The request: Without including any images, repeat the data exactly.

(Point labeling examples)
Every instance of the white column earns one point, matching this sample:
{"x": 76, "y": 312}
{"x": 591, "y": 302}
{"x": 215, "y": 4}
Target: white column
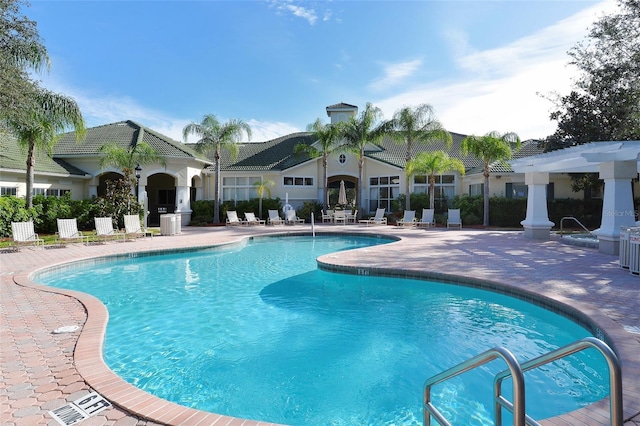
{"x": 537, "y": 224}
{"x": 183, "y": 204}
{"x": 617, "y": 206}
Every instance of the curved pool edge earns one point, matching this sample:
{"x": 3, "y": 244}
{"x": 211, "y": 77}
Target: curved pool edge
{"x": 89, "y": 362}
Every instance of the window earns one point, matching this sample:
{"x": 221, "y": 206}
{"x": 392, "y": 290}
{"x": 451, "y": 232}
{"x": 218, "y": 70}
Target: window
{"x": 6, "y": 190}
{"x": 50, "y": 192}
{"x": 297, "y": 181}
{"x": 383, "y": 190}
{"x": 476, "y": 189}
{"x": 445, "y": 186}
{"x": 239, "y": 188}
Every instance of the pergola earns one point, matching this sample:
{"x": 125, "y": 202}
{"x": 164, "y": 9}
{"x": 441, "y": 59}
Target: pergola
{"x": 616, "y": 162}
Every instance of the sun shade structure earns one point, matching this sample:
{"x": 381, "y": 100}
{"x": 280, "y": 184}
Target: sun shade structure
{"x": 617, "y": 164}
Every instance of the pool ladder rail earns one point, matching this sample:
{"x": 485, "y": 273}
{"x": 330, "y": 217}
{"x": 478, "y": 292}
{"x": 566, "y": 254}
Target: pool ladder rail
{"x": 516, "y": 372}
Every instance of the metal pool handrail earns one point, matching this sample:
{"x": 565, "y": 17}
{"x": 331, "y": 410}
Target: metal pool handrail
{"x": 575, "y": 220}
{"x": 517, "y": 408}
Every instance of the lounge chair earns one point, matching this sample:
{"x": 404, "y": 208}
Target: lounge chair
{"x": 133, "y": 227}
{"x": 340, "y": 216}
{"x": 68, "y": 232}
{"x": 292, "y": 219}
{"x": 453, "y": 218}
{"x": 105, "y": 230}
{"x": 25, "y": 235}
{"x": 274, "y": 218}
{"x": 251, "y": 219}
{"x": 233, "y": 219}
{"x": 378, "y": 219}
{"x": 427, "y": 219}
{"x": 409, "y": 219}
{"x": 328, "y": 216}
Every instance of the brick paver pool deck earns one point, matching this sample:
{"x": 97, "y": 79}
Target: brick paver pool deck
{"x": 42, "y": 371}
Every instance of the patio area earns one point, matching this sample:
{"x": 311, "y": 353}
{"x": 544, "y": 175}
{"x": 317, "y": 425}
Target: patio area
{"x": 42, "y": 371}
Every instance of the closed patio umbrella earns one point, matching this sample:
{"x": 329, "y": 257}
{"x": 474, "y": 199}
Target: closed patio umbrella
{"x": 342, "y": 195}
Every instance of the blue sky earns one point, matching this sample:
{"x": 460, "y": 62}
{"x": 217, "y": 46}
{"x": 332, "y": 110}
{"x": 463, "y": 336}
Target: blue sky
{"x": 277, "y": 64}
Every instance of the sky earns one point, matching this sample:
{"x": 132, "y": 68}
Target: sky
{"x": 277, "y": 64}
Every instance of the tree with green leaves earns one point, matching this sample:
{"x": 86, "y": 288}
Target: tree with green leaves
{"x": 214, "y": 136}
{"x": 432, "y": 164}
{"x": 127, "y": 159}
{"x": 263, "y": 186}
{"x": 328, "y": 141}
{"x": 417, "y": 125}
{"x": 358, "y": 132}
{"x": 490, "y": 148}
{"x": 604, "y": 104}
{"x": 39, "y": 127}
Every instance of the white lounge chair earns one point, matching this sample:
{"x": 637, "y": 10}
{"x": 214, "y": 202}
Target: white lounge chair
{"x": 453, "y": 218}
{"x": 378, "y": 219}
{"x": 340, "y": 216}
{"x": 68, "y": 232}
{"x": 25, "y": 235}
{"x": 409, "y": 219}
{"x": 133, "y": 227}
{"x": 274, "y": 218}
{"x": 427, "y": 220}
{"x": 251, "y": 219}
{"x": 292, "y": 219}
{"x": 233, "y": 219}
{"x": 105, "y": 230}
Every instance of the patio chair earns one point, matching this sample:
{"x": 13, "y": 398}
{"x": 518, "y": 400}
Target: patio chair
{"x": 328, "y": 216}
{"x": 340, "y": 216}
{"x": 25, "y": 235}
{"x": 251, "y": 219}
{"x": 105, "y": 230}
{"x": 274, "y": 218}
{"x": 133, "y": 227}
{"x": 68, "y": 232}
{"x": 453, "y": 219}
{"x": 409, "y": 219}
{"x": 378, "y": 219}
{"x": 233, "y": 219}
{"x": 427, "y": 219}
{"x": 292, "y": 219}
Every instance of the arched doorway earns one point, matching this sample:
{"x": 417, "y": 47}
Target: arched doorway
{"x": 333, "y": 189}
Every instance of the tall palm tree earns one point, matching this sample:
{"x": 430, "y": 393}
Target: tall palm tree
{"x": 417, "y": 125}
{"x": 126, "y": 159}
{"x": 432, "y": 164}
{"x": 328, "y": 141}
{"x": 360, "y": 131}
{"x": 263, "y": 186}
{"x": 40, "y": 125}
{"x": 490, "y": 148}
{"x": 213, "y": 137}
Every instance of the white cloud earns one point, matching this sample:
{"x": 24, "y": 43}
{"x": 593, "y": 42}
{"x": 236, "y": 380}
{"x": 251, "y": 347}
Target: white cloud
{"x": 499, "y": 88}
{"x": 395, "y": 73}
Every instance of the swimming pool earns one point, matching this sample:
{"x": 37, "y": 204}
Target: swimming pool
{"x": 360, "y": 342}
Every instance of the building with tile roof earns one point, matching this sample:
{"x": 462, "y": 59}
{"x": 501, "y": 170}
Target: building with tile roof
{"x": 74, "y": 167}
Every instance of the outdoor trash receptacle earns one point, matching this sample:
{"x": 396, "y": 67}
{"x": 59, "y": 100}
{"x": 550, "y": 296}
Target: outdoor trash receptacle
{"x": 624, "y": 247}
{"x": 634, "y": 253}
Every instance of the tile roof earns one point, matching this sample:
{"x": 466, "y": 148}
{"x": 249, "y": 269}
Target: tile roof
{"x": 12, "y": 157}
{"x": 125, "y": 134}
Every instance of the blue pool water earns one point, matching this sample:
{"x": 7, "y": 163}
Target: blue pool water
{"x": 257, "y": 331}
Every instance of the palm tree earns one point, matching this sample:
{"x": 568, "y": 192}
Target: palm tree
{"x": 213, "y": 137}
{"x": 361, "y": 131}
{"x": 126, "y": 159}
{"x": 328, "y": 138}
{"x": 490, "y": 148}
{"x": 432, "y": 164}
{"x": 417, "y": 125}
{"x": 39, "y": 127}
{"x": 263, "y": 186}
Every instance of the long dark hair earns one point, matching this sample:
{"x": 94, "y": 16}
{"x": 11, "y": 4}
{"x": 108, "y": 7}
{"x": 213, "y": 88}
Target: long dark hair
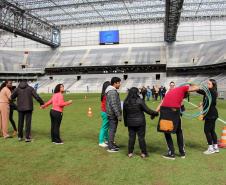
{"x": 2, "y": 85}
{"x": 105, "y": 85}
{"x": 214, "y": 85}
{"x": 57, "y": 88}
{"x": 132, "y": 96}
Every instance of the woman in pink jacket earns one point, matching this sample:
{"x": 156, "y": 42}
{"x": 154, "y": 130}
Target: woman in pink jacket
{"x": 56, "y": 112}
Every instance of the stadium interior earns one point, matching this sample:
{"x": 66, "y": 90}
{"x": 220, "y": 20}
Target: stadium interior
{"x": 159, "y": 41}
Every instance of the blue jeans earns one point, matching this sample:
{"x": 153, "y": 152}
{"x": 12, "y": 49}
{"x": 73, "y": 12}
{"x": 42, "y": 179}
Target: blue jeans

Solution to this problem:
Every instance of the white column earns one point, matching this sample:
{"x": 76, "y": 312}
{"x": 591, "y": 302}
{"x": 215, "y": 4}
Target: white column
{"x": 537, "y": 224}
{"x": 183, "y": 204}
{"x": 617, "y": 206}
Every instance of the curved pool edge earns one point, matching this sample:
{"x": 3, "y": 244}
{"x": 211, "y": 77}
Target: curved pool edge
{"x": 89, "y": 362}
Every instance of the window earns one point, matching this sample:
{"x": 221, "y": 206}
{"x": 392, "y": 290}
{"x": 451, "y": 232}
{"x": 218, "y": 70}
Target: window
{"x": 6, "y": 190}
{"x": 50, "y": 192}
{"x": 297, "y": 181}
{"x": 383, "y": 190}
{"x": 476, "y": 189}
{"x": 445, "y": 186}
{"x": 239, "y": 188}
Every instance of the pergola earns one point, matching this sample:
{"x": 125, "y": 202}
{"x": 164, "y": 9}
{"x": 441, "y": 59}
Target: pergola
{"x": 616, "y": 162}
Every instance of the sun shade structure earns one point, matching this sample:
{"x": 381, "y": 100}
{"x": 280, "y": 184}
Target: sun shade structure
{"x": 617, "y": 164}
Every instance of the pool ladder rail earns one point, matching this sample:
{"x": 485, "y": 273}
{"x": 330, "y": 217}
{"x": 478, "y": 292}
{"x": 566, "y": 254}
Target: pool ladder rail
{"x": 516, "y": 372}
Every instance of the metal pool handrail earns one point, matching this sample:
{"x": 565, "y": 17}
{"x": 331, "y": 410}
Target: metal pool handrail
{"x": 575, "y": 220}
{"x": 517, "y": 408}
Every instance of the lounge chair earns one point, matching this sample:
{"x": 404, "y": 208}
Target: lounge chair
{"x": 133, "y": 227}
{"x": 340, "y": 216}
{"x": 68, "y": 232}
{"x": 292, "y": 219}
{"x": 453, "y": 218}
{"x": 105, "y": 230}
{"x": 25, "y": 235}
{"x": 274, "y": 218}
{"x": 251, "y": 219}
{"x": 233, "y": 219}
{"x": 378, "y": 219}
{"x": 427, "y": 219}
{"x": 409, "y": 219}
{"x": 328, "y": 216}
Every instance of the brick paver pool deck earns one point, matching this sample:
{"x": 97, "y": 79}
Target: brick paver pool deck
{"x": 42, "y": 371}
Every instance of the patio area earns one point, matching this sample:
{"x": 311, "y": 353}
{"x": 544, "y": 175}
{"x": 317, "y": 425}
Target: patio area
{"x": 42, "y": 371}
Every instance of the closed patio umbrella earns one point, matching this sample:
{"x": 329, "y": 257}
{"x": 474, "y": 199}
Target: closed patio umbrella
{"x": 342, "y": 195}
Every instance of the blue sky earns one point, matching this sample:
{"x": 460, "y": 62}
{"x": 217, "y": 46}
{"x": 332, "y": 110}
{"x": 463, "y": 336}
Target: blue sky
{"x": 277, "y": 64}
Every instance of the sky earns one point, matching this sample:
{"x": 132, "y": 68}
Target: sky
{"x": 277, "y": 64}
Every instance of the tree with green leaves earns one point, matching this sample:
{"x": 86, "y": 288}
Target: tree with green leaves
{"x": 214, "y": 136}
{"x": 432, "y": 164}
{"x": 127, "y": 159}
{"x": 263, "y": 186}
{"x": 328, "y": 141}
{"x": 417, "y": 125}
{"x": 358, "y": 132}
{"x": 490, "y": 148}
{"x": 604, "y": 104}
{"x": 39, "y": 127}
Every instance of the white lounge chair earns one point, matching this sample:
{"x": 637, "y": 10}
{"x": 214, "y": 202}
Target: white lounge chair
{"x": 453, "y": 218}
{"x": 378, "y": 219}
{"x": 340, "y": 216}
{"x": 68, "y": 232}
{"x": 25, "y": 235}
{"x": 409, "y": 219}
{"x": 133, "y": 227}
{"x": 274, "y": 218}
{"x": 427, "y": 220}
{"x": 251, "y": 219}
{"x": 292, "y": 219}
{"x": 233, "y": 219}
{"x": 105, "y": 230}
Every instance of the patio chair earns one point, matching this sample:
{"x": 13, "y": 398}
{"x": 518, "y": 400}
Target: patio chair
{"x": 328, "y": 216}
{"x": 340, "y": 216}
{"x": 25, "y": 235}
{"x": 251, "y": 219}
{"x": 105, "y": 230}
{"x": 274, "y": 218}
{"x": 133, "y": 227}
{"x": 68, "y": 232}
{"x": 453, "y": 219}
{"x": 409, "y": 219}
{"x": 378, "y": 219}
{"x": 233, "y": 219}
{"x": 427, "y": 219}
{"x": 292, "y": 219}
Every instance of the arched doorway earns one point, matching this sample:
{"x": 417, "y": 47}
Target: arched doorway
{"x": 333, "y": 189}
Every instance of the tall palm tree earns one point, matching this sample:
{"x": 430, "y": 393}
Target: tall palm tree
{"x": 417, "y": 125}
{"x": 126, "y": 159}
{"x": 432, "y": 164}
{"x": 328, "y": 141}
{"x": 360, "y": 131}
{"x": 263, "y": 186}
{"x": 40, "y": 125}
{"x": 490, "y": 148}
{"x": 213, "y": 137}
Every instance of the white cloud earns one point, matching this sample:
{"x": 24, "y": 43}
{"x": 593, "y": 42}
{"x": 236, "y": 380}
{"x": 251, "y": 347}
Target: white cloud
{"x": 499, "y": 88}
{"x": 395, "y": 73}
Every instance of the swimming pool earns one point, matching this sample:
{"x": 37, "y": 204}
Target: swimming pool
{"x": 360, "y": 342}
Every instance of the building with tile roof earns one point, matching this sample:
{"x": 462, "y": 59}
{"x": 501, "y": 170}
Target: building with tile roof
{"x": 74, "y": 167}
Every instance of the outdoor trash receptacle earns one point, matching this sample:
{"x": 396, "y": 67}
{"x": 59, "y": 100}
{"x": 550, "y": 296}
Target: outdoor trash receptacle
{"x": 624, "y": 247}
{"x": 634, "y": 253}
Every instance of the tile roof earns one point, matching this sample:
{"x": 466, "y": 148}
{"x": 249, "y": 269}
Target: tile roof
{"x": 12, "y": 157}
{"x": 125, "y": 134}
Every instance of the blue pool water earns one point, matching this sample:
{"x": 7, "y": 163}
Target: blue pool water
{"x": 257, "y": 331}
Every instance of the palm tree earns one point, matching this sample:
{"x": 568, "y": 192}
Target: palm tree
{"x": 213, "y": 137}
{"x": 361, "y": 131}
{"x": 126, "y": 159}
{"x": 328, "y": 138}
{"x": 490, "y": 148}
{"x": 432, "y": 164}
{"x": 417, "y": 125}
{"x": 39, "y": 127}
{"x": 263, "y": 186}
Every instance of the long dark hair earns one point, matching this sample:
{"x": 94, "y": 16}
{"x": 11, "y": 4}
{"x": 108, "y": 7}
{"x": 213, "y": 88}
Target: long dark hair
{"x": 2, "y": 85}
{"x": 105, "y": 85}
{"x": 214, "y": 85}
{"x": 57, "y": 88}
{"x": 132, "y": 96}
Every instance of the woman in pink jacket earns one point, matching this sample:
{"x": 156, "y": 42}
{"x": 154, "y": 130}
Target: woman in pink jacket
{"x": 56, "y": 112}
Every instance of the stadium interior earns one point, matching this sample:
{"x": 66, "y": 90}
{"x": 220, "y": 20}
Target: stadium interior
{"x": 159, "y": 41}
Every instance of the blue jeans earns one point, matching this sample:
{"x": 153, "y": 152}
{"x": 12, "y": 49}
{"x": 73, "y": 12}
{"x": 42, "y": 179}
Target: blue jeans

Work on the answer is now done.